Excerpted text:
# # #

But you can understand that also here people are better at actually implementing things. We have done things -- implemented things around the world with experts where there was no expert on site. So we've seen new ways actually of implementing new technologies as well. And we see also at our customers a bigger sort of understanding of the need to make the change, and this is very encouraging.
James Moore: Interesting.
And the other question I'd love to ask is on your Automotive reorganization. I wondered if you could just walk a bit more through what it is you're really changing. And I'm thinking what does it mean for the longer-term financials of -- I know it's the smaller business, but of the Automotive division when and if demand returns to old levels?
Alrik Danielson: Yes. So what we're trying to do and what we're -- what was sort of left to do to put Automotive where we want it is to really -- we have been driving the structures, simplifying, taking away administration and silos, et cetera, during the last 5 years. Now we're taking the last step in the Automotive -- there's never a last step, but yet another step where, for instance, we have the automotive factory clusters under one head, but they are integrated into the general supply chain organization.
And by that, we can streamline. The same we are doing still with an enormous focus on Automotive, both on R&D and sales, with clear sales responsibility, et cetera, et cetera, but more taking advantage of the infrastructures that we have built now overall in the Industrial business as well. And by this, being able to be even more cost-efficient and flexible. And so the idea is actually to be able to reduce costs at the same time as we're keeping a very, very high focus on the Automotive business and taking that yet to another level. If you see traditionally, we have been doing okay, we've been improving in the last years.
Now we're taking the last step to try to improve even more.
James Moore: And just finally, if I could, Alrik. I mean your Automotive business is really a series of businesses from the U.S. OE, the European OE, the VSM, the truck, et cetera, et cetera. And does this new strategy make it easier to break out, sell, exit pieces? Might you think of doing that? Or is it still shared production facilities with Industrial and other areas that make that hard?
Alrik Danielson: Yes.

# # #

Dataset entries:
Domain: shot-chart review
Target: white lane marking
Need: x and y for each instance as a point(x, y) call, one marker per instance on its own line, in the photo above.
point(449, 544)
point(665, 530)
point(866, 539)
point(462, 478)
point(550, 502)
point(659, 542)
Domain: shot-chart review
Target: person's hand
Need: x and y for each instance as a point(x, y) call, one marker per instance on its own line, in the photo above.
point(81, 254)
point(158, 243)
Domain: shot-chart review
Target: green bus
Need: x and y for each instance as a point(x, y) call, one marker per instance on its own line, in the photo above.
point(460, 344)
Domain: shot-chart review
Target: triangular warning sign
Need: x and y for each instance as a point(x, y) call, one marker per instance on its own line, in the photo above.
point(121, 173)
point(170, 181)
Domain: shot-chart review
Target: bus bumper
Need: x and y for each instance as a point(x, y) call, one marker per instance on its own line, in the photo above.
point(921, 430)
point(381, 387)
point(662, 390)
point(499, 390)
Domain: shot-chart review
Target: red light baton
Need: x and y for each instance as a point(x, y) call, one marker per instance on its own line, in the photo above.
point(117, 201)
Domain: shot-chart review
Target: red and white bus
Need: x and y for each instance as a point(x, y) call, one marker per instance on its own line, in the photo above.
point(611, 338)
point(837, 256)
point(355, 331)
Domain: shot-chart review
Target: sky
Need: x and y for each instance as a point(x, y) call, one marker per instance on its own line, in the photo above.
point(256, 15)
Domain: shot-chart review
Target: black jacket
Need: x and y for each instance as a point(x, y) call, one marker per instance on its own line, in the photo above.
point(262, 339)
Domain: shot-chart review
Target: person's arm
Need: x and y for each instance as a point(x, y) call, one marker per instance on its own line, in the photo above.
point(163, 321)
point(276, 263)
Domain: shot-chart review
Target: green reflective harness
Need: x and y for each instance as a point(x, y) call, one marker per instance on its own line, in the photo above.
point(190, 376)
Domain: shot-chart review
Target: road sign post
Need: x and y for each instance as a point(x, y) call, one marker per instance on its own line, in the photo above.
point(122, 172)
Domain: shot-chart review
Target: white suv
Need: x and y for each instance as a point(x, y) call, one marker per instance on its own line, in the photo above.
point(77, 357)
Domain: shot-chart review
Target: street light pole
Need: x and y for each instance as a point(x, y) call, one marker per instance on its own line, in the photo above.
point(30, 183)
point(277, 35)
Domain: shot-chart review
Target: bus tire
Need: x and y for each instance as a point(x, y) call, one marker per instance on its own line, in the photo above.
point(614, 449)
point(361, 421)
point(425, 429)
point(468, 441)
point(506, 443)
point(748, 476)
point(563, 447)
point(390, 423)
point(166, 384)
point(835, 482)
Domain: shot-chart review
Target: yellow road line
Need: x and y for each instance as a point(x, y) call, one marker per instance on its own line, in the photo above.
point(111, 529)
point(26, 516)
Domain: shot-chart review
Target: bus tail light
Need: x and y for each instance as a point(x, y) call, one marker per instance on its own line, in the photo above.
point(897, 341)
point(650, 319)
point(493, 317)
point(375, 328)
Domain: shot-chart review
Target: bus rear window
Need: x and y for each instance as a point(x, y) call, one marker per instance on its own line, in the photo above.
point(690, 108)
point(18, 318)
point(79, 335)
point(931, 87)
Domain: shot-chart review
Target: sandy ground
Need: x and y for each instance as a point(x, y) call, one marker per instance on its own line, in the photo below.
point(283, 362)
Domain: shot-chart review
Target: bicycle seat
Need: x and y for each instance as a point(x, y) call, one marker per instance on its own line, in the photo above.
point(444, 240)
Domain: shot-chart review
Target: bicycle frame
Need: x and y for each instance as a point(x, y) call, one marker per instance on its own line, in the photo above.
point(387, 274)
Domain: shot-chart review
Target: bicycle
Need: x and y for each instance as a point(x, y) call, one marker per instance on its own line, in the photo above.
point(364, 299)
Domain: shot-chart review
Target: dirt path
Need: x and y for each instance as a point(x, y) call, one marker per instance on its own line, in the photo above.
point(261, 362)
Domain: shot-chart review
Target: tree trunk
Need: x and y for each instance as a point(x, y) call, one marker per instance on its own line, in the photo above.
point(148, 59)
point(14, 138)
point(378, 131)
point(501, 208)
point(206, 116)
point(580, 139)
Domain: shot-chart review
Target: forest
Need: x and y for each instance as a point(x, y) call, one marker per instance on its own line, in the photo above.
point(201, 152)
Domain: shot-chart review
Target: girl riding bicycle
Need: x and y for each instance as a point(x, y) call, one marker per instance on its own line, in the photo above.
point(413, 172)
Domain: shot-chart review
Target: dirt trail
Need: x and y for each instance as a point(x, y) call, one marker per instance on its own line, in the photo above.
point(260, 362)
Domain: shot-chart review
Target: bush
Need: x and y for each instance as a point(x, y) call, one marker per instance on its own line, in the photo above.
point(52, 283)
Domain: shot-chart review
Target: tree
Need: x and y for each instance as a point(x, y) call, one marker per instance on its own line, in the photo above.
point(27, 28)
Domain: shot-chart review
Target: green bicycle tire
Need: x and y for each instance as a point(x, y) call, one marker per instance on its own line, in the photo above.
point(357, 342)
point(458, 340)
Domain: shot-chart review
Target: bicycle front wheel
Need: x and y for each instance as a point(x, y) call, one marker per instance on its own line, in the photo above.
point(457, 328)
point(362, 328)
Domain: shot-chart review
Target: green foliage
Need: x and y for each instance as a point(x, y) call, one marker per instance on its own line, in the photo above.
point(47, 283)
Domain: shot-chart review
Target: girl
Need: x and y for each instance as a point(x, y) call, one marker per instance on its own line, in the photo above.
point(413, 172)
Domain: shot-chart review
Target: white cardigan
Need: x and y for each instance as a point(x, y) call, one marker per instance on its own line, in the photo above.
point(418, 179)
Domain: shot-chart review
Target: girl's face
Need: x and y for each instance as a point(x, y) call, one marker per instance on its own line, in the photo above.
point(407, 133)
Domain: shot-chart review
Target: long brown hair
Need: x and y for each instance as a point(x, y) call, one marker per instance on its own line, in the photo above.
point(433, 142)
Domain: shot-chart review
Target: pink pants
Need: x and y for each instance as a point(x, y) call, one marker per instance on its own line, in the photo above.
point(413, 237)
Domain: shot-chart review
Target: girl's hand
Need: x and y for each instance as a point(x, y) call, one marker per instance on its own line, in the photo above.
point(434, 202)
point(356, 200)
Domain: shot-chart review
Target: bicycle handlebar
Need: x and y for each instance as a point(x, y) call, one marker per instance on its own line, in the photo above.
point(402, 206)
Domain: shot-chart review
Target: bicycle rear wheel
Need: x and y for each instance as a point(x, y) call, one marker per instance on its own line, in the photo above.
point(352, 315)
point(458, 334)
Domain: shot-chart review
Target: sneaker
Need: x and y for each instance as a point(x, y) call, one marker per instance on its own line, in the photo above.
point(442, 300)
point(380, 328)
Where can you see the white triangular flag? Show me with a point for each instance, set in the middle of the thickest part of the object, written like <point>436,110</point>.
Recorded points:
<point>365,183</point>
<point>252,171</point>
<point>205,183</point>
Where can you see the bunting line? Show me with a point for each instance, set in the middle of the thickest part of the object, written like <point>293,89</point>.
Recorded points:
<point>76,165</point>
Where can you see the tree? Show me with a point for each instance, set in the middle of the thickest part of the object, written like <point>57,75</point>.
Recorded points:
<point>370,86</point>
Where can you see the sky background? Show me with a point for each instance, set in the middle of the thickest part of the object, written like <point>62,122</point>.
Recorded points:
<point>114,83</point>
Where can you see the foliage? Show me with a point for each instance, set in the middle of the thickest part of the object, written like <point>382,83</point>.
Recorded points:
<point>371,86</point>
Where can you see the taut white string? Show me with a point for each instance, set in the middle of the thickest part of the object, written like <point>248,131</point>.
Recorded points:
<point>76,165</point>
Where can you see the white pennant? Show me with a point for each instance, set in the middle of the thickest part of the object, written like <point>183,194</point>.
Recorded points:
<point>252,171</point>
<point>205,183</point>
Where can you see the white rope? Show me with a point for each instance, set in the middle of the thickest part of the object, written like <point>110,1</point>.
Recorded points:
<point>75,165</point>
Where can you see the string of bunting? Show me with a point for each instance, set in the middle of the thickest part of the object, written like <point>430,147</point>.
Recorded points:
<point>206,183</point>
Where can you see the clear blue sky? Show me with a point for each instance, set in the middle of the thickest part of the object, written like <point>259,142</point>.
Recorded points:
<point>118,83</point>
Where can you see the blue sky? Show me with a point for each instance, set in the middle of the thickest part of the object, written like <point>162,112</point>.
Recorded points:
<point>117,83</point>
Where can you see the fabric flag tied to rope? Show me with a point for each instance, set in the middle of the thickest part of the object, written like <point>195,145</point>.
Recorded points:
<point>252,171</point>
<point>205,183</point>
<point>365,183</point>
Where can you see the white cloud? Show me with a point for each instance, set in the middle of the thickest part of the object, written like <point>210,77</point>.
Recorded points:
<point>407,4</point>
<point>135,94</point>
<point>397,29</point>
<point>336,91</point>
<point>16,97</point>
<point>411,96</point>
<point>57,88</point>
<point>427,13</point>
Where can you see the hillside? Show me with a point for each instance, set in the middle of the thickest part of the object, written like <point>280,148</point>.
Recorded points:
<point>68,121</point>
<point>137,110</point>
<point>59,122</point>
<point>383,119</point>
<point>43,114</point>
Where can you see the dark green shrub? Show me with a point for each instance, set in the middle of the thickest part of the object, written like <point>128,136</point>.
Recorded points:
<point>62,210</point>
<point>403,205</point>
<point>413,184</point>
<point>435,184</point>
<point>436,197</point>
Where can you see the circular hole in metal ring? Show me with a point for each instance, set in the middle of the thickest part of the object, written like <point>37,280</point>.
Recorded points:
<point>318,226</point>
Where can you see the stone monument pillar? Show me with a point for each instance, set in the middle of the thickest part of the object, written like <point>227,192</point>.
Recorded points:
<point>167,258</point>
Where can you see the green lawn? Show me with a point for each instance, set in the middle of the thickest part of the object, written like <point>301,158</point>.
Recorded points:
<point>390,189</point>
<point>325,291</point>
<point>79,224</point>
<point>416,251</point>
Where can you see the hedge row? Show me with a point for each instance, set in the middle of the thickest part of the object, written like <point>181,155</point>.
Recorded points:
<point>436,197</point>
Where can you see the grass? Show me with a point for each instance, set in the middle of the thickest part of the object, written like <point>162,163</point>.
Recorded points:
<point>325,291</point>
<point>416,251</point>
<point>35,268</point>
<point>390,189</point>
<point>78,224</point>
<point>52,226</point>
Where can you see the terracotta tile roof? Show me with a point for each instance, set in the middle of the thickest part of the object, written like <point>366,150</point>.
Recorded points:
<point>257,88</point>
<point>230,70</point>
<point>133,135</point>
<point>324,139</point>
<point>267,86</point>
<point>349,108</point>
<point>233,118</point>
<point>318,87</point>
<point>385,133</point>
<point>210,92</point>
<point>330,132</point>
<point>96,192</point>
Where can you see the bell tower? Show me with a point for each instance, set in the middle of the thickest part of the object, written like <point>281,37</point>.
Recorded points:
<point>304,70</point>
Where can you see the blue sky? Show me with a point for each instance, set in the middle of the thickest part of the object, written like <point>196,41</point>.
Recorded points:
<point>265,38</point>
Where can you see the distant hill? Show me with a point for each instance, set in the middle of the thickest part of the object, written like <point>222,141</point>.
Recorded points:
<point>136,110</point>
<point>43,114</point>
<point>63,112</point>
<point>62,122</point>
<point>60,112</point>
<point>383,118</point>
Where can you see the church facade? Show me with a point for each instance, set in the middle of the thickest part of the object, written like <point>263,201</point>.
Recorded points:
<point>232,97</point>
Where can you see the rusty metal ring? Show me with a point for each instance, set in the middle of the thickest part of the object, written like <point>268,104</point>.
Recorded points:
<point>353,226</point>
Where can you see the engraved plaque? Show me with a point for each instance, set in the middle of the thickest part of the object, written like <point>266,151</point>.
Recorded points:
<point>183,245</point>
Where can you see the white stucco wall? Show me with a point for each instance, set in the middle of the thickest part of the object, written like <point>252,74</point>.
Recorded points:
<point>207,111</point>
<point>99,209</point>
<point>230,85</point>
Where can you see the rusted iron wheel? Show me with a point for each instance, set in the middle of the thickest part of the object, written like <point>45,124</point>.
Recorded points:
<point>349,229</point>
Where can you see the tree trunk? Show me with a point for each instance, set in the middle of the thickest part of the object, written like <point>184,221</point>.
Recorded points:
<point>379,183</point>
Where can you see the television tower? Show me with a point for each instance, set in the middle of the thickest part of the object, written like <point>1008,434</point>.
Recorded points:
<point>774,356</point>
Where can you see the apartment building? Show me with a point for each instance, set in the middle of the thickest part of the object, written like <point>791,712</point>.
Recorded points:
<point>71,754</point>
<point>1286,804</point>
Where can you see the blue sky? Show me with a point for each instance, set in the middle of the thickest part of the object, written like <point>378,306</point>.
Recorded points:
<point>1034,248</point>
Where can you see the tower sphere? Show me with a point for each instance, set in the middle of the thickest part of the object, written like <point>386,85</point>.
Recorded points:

# # #

Problem set:
A. In the earnings call transcript:
(i) For how many years has the company been simplifying structures and taking away administration and silos?
(ii) What are the automotive factory clusters placed under, and what are they integrated into?
(iii) Which parts of the Automotive business does James Moore list?
B. Can you continue the earnings call transcript from where it stops?
The records have nothing to do with any of this.

Solved problems:
A.
(i) 5 years
(ii) One head; the general supply chain organization
(iii) The U.S. OE, the European OE, the VSM and the truck

B.
Well, 50% more or less of what we are selling to the automotive space is coming from factories making products that go to similar applications outside of the automotive space. And 50% are sort of specific automotive like wheel hub units, you can understand they are different. While electrical motors that are now increasing, of course, an electrical motor for a vehicle or an electrical motor for an industrial application, the kind of products that we are supplying are similar and coming out of the same value chain. So that doesn't change. But if you would like to restructure, the more profitable you are, the leaner you are, the more flexible and the more -- the better technically advanced product portfolio you have, the easier it is.
But the ambition is to make it a real profitable and value driver for SKF in the future. But it will increase our possibilities either way.
Patrik Stenberg: Operator, it's Patrik here. I think we are running short of time. So we would like to conclude the conference call here.
I know there are a couple of you that haven't been able to put your questions, but please give me a call afterwards, and we'll try to sort them. With that, I'll leave the word back to Alrik for some closing words.
Alrik Danielson: Thank you very much for listening in and for the good questions. From my point of view, I don't know if this is, given the circumstances, one of the best results SKF has been producing since many years. And rest assured, we will continue to try to give you an excellent performance going forward, and hope to see you next quarter.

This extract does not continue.